■ Exercices
• A. Répondez aux questions suivantes à partir du texte sur la quête du savoir :
(i) Quelles sont, d'après le texte, les seules clés de la réussite ?
(ii) Que prétend le dicton « LiQraa matlef » ?
(iii) Qu'est-ce qui constitue actuellement, selon le texte, l'illustration la plus parfaite des dégâts collatéraux du syndrome en termes d'image du pays à l'extérieur ?
• B. Recopiez les entrées depuis la ligne contenant « Target: river thames » jusqu'à la fin des entrées incluse, en décalant de 129 chaque coordonnée des points indiqués dans les réponses. Conservez toutes les autres lignes sans modification.

■ Texte source
◇ ◇ ◇ ◇
La quête du savoir dans toutes ses dimensions est préconisée dans notre livre Saint. Elle est même une exigence morale pour tout musulman et pour tout être humain. Et il est judicieux de saluer dans ce contexte l’effort actuellement consenti en Algérie par de nombreux parents pour l’instruction de leurs enfants et ce retour incontournable à l’essentiel et au fondamental qui constituent les ressorts de l’ascension sociale. Il existe bien entendu d’autres voies et d’autres clés dans ce contexte mais il faut qu’elles nous soient clairement explicitées. Et en aucun cas débrouillardise, roublardise qui souvent conduisent hélas à la rapine ne sauraient devenir des modèles pour nos petits et se substituer à l’école, aux études, au savoir, au travail et à l’effort seules clés de la réussite. 

Un dicton bien populaire de chez nous prétend qu’il vaut mieux être  intelligent et analphabète que l’inverse,  Faham Allah lakraa,  auquel un autre dicton apporte la contradiction en prétendant que celui qui est instruit ne s’égare jamais, LiQraa matlef . Ces deux dictons induisent en réalité dans l’imaginaire populaire mais surtout dans les faits une lutte féroce entre ceux qui ont étudié et qui savent et ceux qui n’ont pas étudié mais qui savent eux aussi. Ce syndrome a structuré en profondeur et depuis très longtemps en Algérie non seulement les mentalités mais les faits comme le déroulement des carrières puisque souvent un cocktail explosif et dissuasif composé d’un brin de savoir, d’un zeste de parcours académique et surtout d’une franche poignée de relations bien ancrées dans le sérail permettent de propulser les uns  dans les « hautes sphères »  et d’envoyer dans « les cordes » ces naïfs qui pensent et qui croient que les meilleurs diplômes académiques et les meilleures distinctions fussent-elles le Nobel leur ouvriront les portes d’une carrière bien remplie et amplement méritée.  

Si les pouvoirs publics essayent aujourd’hui de remédier à  une situation dramatique qui a provoqué le découragement  et contraint à l’exil le meilleur de nos cadres, le syndrome continue cependant de sévir et d’exister sans occulter les dégâts collatéraux qu’il provoque souvent sans le savoir et sans le vouloir notamment en termes d’image de notre pays à l’extérieur. Ainsi dans certains de nos medias télévisuels, l’image consternante que nous renvoient des émissions au contenu indigent déclamé par des « experts » au bord de la crise de nerfs en est actuellement l’illustration la plus parfaite.
◇ ◇ ◇ ◇
■ Entrées extraites
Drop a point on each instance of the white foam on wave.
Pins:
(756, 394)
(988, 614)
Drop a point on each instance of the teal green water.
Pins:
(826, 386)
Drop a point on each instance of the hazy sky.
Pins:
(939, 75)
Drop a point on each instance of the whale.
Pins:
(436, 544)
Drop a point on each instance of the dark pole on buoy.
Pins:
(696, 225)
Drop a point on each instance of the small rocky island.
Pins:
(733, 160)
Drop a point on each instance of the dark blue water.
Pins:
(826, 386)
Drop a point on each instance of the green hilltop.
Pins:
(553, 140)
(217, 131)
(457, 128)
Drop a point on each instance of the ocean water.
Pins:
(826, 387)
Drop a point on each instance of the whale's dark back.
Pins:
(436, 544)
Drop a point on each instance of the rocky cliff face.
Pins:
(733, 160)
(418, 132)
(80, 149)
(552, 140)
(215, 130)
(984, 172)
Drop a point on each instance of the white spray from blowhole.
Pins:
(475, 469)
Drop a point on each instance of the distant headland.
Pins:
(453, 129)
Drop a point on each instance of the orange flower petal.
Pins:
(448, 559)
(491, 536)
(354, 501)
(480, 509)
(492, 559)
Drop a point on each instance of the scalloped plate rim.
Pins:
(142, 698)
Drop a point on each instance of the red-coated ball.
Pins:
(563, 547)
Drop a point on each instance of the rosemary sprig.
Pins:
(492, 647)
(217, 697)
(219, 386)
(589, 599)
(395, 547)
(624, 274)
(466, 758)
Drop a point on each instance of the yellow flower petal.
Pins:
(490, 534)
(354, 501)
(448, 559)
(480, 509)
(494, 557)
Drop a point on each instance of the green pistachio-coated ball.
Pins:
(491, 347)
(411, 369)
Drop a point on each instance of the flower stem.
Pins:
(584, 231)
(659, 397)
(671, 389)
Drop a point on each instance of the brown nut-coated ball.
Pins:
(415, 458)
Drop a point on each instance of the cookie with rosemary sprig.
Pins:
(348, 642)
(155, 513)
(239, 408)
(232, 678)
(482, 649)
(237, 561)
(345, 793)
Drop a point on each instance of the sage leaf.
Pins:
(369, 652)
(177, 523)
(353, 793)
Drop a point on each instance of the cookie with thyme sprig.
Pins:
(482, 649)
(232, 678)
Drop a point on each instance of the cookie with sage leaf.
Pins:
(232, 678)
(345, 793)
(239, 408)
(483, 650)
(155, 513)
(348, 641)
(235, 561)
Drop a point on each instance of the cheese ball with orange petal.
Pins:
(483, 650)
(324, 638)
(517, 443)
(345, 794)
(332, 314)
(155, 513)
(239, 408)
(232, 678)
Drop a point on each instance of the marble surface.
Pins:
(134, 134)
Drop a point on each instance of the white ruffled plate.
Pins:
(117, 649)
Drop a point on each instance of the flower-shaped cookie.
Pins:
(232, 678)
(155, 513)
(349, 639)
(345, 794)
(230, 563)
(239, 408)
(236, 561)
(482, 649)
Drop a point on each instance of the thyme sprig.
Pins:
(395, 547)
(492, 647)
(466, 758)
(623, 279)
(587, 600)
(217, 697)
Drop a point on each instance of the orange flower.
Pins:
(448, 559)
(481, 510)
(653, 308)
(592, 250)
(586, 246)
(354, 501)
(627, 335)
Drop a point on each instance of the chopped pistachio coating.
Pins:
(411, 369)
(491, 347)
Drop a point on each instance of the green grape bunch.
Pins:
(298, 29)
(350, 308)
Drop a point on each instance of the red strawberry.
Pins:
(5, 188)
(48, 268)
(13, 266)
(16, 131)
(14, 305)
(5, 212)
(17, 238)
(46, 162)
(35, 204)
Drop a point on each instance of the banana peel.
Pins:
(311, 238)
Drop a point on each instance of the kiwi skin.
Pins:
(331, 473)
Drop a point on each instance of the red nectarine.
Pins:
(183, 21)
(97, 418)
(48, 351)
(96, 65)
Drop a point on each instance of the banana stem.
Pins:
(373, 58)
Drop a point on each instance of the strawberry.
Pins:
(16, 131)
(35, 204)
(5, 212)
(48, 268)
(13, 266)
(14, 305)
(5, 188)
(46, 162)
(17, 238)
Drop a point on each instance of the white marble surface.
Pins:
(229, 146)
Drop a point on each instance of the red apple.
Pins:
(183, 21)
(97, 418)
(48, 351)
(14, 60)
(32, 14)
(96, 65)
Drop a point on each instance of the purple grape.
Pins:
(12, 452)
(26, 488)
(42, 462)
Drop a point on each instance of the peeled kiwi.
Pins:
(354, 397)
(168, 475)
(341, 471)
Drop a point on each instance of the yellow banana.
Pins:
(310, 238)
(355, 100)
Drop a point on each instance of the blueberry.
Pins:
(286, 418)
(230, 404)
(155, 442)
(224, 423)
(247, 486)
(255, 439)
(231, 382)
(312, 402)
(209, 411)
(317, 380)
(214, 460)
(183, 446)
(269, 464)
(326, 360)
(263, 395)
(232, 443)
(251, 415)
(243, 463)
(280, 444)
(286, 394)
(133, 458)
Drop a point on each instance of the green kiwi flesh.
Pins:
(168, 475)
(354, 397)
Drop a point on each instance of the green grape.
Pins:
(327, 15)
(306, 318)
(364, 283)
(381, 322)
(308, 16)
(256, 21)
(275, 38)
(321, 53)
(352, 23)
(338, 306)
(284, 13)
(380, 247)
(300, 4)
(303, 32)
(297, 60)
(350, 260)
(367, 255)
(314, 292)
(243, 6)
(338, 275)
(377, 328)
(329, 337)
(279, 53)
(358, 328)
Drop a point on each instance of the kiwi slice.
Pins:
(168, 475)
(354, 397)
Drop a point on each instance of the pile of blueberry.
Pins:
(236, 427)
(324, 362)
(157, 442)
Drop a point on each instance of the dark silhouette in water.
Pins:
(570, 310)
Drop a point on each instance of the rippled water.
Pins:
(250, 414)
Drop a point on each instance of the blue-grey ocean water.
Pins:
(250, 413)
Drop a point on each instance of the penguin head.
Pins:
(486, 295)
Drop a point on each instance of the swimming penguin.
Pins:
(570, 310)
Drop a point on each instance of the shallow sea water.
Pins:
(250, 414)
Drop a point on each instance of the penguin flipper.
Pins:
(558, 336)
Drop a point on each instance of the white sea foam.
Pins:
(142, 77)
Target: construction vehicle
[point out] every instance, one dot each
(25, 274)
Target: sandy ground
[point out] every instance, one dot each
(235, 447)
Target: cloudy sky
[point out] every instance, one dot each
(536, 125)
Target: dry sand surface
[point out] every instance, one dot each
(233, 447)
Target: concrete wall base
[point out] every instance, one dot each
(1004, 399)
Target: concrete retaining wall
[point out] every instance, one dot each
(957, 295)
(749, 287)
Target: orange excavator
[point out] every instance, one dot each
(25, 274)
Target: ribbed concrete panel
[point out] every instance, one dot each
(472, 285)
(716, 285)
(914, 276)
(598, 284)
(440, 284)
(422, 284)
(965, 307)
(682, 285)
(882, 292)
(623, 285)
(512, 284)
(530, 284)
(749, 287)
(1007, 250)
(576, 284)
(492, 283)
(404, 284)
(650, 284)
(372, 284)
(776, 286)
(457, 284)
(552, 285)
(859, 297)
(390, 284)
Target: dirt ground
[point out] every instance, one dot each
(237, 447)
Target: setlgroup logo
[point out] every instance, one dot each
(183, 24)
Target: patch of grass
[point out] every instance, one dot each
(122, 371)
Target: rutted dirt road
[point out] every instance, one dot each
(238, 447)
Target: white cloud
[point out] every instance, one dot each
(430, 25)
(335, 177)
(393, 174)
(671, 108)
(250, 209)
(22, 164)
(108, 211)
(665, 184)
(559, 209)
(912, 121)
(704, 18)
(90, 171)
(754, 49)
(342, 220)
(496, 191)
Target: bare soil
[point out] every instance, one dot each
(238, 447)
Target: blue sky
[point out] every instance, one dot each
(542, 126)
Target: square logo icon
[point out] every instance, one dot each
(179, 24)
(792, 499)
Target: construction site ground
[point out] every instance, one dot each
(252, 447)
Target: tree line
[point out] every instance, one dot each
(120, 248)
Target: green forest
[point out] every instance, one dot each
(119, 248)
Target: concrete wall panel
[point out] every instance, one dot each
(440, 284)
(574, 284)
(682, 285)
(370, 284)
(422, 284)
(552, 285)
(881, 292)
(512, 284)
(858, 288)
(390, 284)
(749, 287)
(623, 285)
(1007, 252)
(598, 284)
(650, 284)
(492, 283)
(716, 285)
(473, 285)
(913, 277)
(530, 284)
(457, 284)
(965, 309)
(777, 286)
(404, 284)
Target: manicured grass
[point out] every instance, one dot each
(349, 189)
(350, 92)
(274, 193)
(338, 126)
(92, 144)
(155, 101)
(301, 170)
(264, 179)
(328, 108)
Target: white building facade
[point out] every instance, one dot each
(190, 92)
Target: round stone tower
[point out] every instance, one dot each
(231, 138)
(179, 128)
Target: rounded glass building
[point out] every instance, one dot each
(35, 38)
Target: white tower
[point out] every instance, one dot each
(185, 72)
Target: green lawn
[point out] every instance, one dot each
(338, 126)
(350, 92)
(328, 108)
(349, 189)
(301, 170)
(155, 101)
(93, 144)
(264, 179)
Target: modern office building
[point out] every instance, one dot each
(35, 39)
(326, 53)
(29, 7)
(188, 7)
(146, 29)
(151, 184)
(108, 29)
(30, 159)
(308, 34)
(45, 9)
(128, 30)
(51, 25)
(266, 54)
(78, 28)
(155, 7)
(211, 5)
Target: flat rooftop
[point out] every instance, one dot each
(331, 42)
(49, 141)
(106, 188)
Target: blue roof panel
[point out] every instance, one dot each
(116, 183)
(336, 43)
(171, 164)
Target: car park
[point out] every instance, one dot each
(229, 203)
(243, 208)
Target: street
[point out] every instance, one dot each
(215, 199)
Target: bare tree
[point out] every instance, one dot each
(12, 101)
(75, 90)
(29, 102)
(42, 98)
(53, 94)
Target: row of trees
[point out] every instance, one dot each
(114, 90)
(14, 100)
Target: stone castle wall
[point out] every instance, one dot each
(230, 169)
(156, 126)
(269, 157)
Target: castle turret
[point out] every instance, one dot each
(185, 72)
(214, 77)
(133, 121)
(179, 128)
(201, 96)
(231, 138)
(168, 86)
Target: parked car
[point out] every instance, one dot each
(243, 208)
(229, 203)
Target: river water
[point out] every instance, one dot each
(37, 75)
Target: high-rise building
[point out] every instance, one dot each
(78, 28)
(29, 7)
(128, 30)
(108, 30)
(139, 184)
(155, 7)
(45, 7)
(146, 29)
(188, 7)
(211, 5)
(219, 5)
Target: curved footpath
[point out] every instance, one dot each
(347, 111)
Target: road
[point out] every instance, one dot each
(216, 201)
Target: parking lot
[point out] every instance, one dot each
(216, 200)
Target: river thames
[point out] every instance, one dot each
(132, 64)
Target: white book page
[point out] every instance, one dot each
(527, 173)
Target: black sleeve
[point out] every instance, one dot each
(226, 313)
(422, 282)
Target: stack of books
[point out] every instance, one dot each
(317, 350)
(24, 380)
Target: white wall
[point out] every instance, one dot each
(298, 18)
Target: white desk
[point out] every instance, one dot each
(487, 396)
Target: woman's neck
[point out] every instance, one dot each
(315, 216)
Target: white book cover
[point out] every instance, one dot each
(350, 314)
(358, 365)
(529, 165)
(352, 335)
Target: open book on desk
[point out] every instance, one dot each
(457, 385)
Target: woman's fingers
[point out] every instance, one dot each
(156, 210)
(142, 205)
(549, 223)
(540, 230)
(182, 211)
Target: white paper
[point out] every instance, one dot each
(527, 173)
◇ ◇ ◇ ◇
■ Réponses aux exercices
• A.
(i) L'école, les études, le savoir, le travail et l'effort.
(ii) Il prétend que celui qui est instruit ne s'égare jamais.
(iii) L'image consternante que renvoient, dans certains médias télévisuels, des émissions au contenu indigent déclamé par des « experts » au bord de la crise de nerfs.

• B.
Target: river thames
[point out] every instance, one dot each
(261, 193)
Target: white book page
[point out] every instance, one dot each
(656, 302)
Target: black sleeve
[point out] every instance, one dot each
(355, 442)
(551, 411)
Target: stack of books
[point out] every instance, one dot each
(446, 479)
(153, 509)
Target: white wall
[point out] every instance, one dot each
(427, 147)
Target: white desk
[point out] every instance, one dot each
(616, 525)
Target: woman's neck
[point out] every instance, one dot each
(444, 345)
Target: white book cover
[point out] every instance, one dot each
(479, 443)
(487, 494)
(658, 294)
(481, 464)
Target: open book on desk
[point out] every instance, one dot each
(586, 514)
Target: woman's fingers
[point out] every instance, one dot each
(285, 339)
(271, 334)
(678, 352)
(669, 359)
(311, 340)
Target: white paper
[point out] every instance, one dot each
(656, 302)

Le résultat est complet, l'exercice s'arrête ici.